INSTRUCTIONS TO FOLLOW ▸
List each line of the records that includes the string "license". Treat uppercase and lowercase as different.

DATASET ▸
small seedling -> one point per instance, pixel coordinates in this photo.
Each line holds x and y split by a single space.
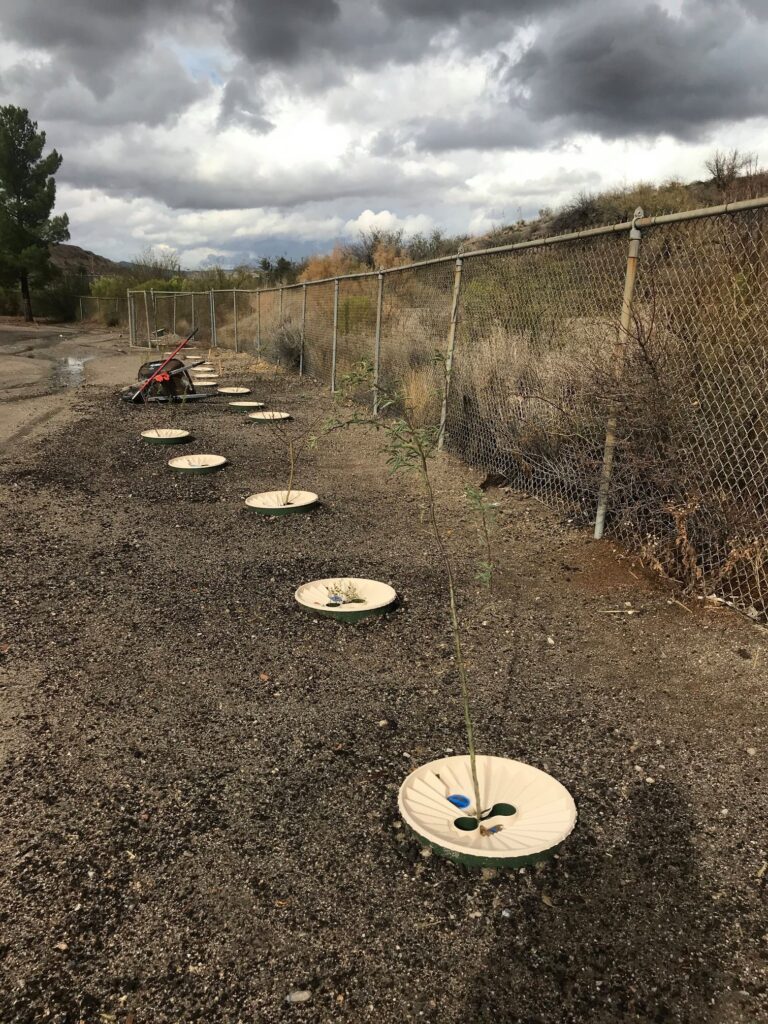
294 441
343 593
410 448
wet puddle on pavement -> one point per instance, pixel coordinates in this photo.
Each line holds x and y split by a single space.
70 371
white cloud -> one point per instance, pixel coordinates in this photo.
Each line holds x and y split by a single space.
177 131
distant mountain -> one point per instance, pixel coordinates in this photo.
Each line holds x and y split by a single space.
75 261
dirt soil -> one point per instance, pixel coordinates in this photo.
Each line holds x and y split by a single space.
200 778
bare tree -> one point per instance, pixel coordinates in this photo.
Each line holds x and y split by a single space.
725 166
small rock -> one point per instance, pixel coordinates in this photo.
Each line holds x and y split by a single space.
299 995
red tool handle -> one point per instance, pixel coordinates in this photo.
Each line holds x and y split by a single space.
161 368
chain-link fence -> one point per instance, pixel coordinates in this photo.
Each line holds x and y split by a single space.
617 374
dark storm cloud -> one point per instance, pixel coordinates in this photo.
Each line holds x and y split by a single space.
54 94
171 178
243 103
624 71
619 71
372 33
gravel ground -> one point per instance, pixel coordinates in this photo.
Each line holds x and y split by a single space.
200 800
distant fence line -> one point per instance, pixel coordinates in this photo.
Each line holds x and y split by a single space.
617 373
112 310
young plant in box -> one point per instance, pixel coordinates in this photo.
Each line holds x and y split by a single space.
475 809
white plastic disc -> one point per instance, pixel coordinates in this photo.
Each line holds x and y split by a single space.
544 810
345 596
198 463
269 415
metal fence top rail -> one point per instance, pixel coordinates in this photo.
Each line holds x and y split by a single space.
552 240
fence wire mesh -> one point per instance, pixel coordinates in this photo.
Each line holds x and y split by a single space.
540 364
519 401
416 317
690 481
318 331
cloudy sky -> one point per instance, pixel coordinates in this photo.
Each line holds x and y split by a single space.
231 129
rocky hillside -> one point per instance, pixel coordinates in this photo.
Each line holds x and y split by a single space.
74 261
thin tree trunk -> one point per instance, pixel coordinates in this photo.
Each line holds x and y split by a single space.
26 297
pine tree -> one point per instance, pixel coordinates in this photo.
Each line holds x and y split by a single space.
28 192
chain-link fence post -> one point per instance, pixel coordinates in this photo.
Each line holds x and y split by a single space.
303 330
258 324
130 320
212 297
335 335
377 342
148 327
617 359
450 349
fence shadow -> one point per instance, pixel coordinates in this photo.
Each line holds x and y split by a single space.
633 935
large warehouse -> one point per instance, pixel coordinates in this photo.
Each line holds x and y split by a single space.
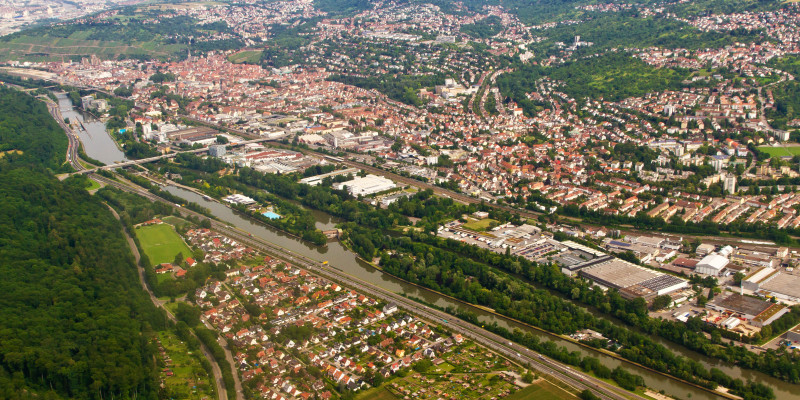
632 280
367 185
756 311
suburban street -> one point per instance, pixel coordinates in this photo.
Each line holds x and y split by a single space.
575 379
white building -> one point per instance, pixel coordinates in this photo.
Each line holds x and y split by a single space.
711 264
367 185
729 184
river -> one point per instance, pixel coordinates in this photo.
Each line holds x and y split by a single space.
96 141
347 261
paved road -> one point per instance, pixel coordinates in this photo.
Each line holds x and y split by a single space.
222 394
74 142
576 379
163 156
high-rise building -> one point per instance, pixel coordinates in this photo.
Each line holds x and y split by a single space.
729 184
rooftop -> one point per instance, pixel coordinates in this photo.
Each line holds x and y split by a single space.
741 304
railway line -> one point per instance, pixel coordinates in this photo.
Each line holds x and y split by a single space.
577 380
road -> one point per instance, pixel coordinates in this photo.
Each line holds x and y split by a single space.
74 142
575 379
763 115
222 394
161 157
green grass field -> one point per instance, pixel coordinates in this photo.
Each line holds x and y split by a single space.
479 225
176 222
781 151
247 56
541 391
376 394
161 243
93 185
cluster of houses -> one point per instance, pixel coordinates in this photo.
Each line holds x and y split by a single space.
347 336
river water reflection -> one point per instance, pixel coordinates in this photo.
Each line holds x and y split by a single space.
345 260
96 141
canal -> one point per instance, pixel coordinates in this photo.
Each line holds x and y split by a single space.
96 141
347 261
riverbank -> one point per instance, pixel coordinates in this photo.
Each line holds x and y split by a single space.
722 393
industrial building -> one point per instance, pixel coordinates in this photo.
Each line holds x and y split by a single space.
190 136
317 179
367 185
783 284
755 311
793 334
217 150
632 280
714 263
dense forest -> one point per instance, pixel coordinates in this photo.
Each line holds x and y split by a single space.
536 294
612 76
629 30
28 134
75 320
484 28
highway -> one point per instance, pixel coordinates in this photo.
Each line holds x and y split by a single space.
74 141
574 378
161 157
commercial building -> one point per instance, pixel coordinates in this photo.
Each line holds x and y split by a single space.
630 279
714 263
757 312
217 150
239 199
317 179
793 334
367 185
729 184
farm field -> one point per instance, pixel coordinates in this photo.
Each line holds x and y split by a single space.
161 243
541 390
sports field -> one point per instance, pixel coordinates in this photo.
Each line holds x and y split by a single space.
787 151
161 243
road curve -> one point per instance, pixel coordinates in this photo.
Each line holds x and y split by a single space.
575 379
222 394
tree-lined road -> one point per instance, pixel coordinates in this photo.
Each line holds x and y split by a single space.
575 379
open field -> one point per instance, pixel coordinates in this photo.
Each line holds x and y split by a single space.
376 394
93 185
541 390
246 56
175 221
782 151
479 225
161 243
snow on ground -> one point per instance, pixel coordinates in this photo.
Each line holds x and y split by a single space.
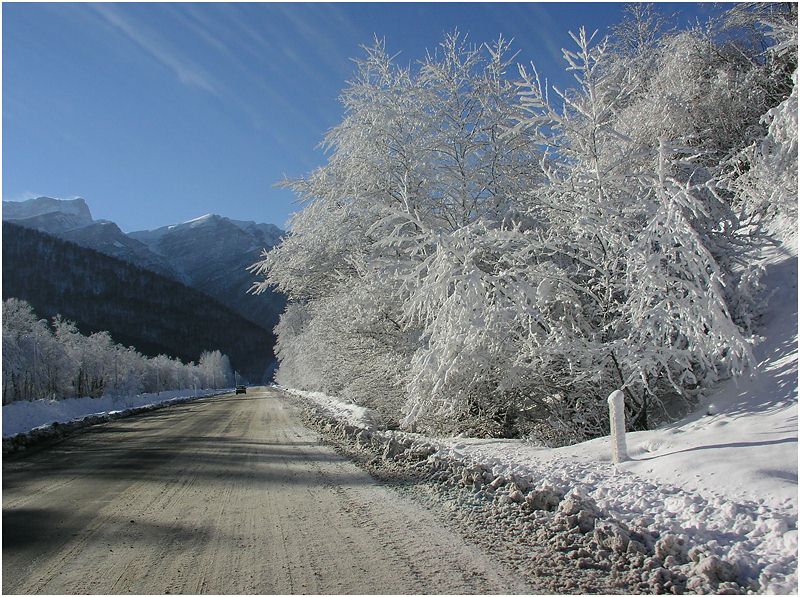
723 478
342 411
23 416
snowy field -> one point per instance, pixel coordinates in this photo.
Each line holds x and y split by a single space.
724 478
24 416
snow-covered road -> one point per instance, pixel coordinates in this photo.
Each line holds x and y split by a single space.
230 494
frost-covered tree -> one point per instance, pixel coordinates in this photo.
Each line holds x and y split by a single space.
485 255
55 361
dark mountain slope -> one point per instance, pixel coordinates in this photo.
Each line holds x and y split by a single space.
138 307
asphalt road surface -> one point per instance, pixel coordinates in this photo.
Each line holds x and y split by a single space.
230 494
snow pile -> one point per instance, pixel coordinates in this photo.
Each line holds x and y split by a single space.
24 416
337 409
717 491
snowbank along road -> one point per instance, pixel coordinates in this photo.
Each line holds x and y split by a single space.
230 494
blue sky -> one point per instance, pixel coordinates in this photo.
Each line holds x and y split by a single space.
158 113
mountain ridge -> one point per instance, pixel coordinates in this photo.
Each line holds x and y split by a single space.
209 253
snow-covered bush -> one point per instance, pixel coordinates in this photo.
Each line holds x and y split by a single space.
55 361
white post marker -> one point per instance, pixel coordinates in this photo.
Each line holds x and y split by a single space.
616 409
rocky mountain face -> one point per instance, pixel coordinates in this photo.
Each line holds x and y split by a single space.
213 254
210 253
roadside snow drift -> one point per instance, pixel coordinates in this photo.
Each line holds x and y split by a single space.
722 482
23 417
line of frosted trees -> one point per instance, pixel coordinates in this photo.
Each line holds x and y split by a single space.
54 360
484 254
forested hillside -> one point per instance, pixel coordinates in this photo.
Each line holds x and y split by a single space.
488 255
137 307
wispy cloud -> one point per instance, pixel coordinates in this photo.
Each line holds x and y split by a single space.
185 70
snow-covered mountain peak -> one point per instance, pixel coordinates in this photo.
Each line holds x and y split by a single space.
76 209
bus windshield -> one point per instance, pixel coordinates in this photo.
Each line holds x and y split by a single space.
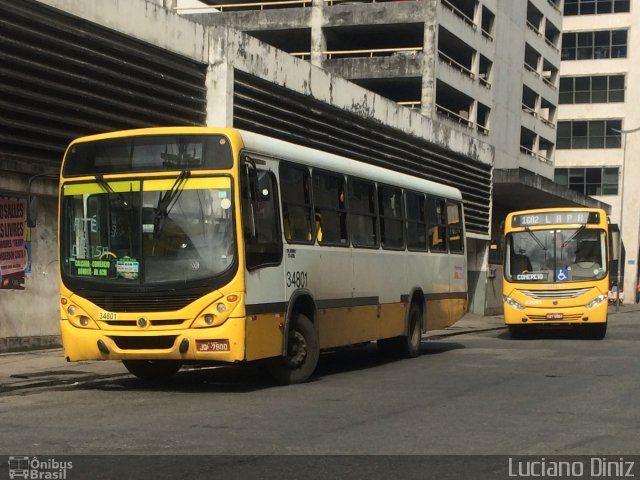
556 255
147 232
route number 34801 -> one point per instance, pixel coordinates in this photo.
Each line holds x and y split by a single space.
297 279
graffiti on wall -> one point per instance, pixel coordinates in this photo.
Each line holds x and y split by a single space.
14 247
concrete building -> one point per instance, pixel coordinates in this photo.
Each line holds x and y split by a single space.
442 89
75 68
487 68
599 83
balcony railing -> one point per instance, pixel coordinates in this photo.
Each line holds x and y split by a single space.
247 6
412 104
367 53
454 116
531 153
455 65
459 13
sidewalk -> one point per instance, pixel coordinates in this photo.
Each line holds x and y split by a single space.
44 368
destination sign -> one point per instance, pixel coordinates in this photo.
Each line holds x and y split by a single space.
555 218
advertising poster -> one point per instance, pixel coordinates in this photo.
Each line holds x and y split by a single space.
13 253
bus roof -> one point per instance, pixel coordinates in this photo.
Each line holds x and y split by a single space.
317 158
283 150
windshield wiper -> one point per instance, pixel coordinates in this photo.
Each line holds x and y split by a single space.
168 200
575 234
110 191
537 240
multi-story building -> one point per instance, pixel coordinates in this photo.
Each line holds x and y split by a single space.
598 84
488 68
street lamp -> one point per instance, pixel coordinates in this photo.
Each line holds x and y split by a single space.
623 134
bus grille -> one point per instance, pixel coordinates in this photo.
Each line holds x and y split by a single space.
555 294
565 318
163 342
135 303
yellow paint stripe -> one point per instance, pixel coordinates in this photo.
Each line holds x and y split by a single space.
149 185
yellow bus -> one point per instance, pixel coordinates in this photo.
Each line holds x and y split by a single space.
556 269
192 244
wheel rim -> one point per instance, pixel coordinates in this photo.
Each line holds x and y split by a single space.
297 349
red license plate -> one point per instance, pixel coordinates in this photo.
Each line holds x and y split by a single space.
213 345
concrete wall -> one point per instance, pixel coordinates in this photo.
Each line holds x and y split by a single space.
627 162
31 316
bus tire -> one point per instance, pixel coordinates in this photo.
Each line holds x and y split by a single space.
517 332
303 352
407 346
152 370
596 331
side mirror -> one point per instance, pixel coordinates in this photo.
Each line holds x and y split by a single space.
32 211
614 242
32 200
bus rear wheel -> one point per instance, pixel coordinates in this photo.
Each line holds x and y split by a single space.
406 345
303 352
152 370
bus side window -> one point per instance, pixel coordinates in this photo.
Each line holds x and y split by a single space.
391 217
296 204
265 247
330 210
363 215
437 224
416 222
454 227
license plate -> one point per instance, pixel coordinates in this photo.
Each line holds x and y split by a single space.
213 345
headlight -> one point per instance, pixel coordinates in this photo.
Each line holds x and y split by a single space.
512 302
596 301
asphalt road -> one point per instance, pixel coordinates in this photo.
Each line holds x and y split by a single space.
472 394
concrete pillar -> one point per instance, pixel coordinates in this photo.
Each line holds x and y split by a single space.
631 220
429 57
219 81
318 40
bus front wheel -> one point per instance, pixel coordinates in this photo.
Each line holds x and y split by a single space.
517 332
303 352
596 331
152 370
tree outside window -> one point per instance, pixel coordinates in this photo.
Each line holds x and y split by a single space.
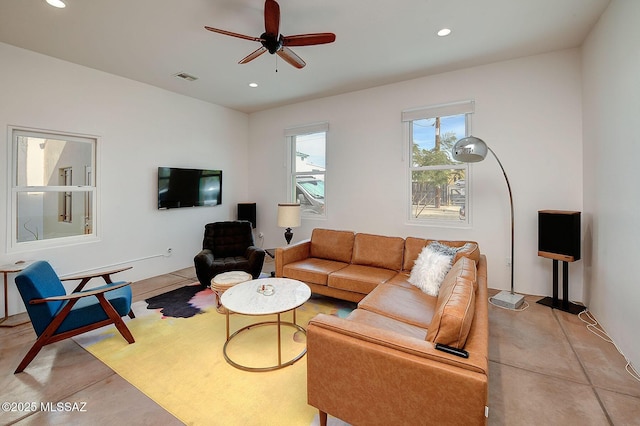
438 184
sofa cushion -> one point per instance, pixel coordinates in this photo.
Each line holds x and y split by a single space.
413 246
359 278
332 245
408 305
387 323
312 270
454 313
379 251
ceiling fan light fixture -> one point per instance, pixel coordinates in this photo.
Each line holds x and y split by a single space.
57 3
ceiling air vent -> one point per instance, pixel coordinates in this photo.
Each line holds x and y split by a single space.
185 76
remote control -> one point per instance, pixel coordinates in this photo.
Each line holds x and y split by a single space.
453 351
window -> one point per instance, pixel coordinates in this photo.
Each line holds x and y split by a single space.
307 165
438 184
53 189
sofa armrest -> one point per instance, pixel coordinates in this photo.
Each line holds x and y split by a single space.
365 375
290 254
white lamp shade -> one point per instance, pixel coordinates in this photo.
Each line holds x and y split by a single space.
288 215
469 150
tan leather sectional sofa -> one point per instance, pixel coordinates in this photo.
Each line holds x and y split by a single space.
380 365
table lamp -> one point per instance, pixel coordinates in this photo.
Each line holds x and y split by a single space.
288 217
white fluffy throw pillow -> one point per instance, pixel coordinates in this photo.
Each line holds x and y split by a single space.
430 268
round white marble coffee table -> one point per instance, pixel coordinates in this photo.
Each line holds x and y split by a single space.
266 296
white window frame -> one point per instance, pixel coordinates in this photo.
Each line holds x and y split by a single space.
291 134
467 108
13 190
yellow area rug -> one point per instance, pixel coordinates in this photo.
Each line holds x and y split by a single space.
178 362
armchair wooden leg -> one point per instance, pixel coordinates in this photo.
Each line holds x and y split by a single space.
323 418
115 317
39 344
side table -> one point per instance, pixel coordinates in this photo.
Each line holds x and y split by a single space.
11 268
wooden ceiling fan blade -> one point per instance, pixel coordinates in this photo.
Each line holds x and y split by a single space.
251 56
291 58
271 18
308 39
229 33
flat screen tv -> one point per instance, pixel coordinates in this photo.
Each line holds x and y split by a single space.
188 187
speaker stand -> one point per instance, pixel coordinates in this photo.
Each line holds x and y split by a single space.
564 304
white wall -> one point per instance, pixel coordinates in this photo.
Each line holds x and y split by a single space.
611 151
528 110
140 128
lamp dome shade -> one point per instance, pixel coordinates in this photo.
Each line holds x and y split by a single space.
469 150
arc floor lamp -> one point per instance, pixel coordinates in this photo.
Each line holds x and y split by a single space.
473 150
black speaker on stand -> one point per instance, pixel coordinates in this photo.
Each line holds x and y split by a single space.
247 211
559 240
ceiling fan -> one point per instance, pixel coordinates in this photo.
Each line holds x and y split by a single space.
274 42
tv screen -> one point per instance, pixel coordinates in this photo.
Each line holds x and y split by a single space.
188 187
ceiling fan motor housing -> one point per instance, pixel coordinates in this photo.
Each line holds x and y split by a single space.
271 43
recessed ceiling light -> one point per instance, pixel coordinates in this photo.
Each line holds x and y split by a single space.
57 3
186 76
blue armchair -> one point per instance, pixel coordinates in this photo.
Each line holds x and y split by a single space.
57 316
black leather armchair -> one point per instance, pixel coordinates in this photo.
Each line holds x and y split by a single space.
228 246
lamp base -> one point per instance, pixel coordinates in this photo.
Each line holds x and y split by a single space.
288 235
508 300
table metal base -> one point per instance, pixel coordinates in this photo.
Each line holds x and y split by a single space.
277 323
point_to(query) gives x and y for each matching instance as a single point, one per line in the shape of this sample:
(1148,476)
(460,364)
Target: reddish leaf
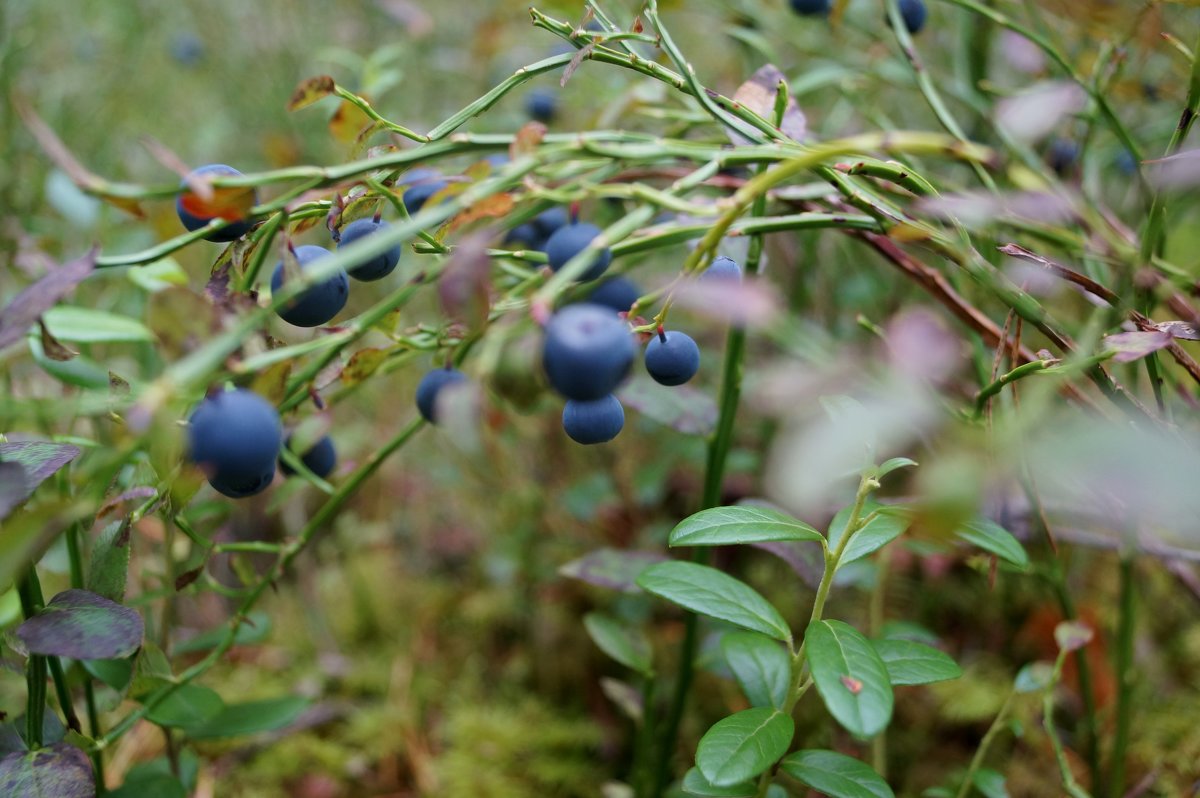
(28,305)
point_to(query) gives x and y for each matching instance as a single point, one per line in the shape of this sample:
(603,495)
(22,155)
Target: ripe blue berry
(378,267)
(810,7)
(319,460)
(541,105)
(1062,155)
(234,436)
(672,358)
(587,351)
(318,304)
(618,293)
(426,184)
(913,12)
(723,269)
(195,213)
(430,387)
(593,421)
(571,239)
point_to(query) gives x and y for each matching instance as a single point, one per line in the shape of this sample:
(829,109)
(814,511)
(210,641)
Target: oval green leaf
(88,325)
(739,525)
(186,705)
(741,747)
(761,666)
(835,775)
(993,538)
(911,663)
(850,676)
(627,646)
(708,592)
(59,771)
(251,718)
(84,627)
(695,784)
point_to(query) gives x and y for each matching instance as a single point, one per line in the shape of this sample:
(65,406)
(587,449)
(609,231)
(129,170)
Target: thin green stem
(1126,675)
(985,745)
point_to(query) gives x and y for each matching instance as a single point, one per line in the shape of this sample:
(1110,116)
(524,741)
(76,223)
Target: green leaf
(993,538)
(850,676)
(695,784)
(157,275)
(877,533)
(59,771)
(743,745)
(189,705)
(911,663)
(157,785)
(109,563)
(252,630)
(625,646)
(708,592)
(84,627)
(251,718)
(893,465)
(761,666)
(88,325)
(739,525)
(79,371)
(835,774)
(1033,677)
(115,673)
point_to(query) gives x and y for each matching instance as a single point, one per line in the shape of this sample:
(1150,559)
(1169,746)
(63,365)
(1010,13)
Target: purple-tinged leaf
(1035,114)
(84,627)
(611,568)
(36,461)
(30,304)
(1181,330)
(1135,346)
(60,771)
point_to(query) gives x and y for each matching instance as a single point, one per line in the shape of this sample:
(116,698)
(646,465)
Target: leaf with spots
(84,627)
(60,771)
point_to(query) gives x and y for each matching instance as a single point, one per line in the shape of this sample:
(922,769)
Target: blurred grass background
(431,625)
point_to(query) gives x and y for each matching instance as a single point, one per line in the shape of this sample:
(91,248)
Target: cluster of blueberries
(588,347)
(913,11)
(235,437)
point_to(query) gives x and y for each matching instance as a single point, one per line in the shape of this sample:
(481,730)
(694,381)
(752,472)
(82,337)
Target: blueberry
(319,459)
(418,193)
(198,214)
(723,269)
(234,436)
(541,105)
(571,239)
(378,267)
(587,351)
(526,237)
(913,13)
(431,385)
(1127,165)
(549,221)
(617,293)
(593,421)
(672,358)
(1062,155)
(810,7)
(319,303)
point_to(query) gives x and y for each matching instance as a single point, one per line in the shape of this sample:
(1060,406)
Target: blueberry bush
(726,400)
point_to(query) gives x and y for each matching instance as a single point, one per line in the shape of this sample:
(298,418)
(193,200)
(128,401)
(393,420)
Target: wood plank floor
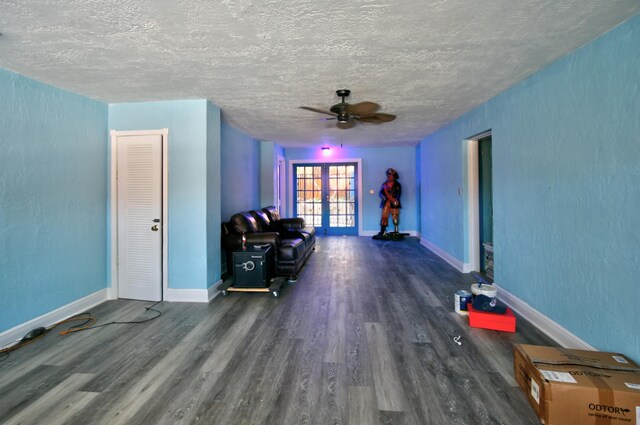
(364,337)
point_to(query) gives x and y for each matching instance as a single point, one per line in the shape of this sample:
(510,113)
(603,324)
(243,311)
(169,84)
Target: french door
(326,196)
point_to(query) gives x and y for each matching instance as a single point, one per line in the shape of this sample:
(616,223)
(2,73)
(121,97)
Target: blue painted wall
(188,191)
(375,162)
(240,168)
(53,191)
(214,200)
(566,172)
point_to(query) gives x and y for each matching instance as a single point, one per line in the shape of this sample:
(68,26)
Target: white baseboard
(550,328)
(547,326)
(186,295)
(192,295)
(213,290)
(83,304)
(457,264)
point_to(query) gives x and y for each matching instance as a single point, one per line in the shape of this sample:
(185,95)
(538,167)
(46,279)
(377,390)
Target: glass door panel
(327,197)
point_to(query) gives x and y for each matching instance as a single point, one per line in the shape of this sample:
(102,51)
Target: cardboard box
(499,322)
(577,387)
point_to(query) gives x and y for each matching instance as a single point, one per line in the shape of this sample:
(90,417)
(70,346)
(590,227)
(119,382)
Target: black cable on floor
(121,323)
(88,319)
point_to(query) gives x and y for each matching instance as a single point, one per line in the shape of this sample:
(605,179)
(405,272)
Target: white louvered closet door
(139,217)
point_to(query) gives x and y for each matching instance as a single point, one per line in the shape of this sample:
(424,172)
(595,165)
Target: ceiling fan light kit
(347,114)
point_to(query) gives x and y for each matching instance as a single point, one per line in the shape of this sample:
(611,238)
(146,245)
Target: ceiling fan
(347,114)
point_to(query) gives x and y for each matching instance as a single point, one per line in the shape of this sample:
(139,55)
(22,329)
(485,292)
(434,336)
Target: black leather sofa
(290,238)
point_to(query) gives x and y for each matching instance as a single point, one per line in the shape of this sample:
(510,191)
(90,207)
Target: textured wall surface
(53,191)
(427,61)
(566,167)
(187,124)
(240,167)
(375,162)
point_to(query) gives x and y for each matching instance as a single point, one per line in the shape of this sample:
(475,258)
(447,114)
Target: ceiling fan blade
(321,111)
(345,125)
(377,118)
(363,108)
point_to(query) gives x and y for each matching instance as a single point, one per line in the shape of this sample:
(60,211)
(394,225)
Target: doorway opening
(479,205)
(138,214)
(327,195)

EXPECTED ANSWER ▸
red license plate -> one point per instance, pixel coordinates in this photo.
license plate -> one point per instance, pixel coordinates in this photo.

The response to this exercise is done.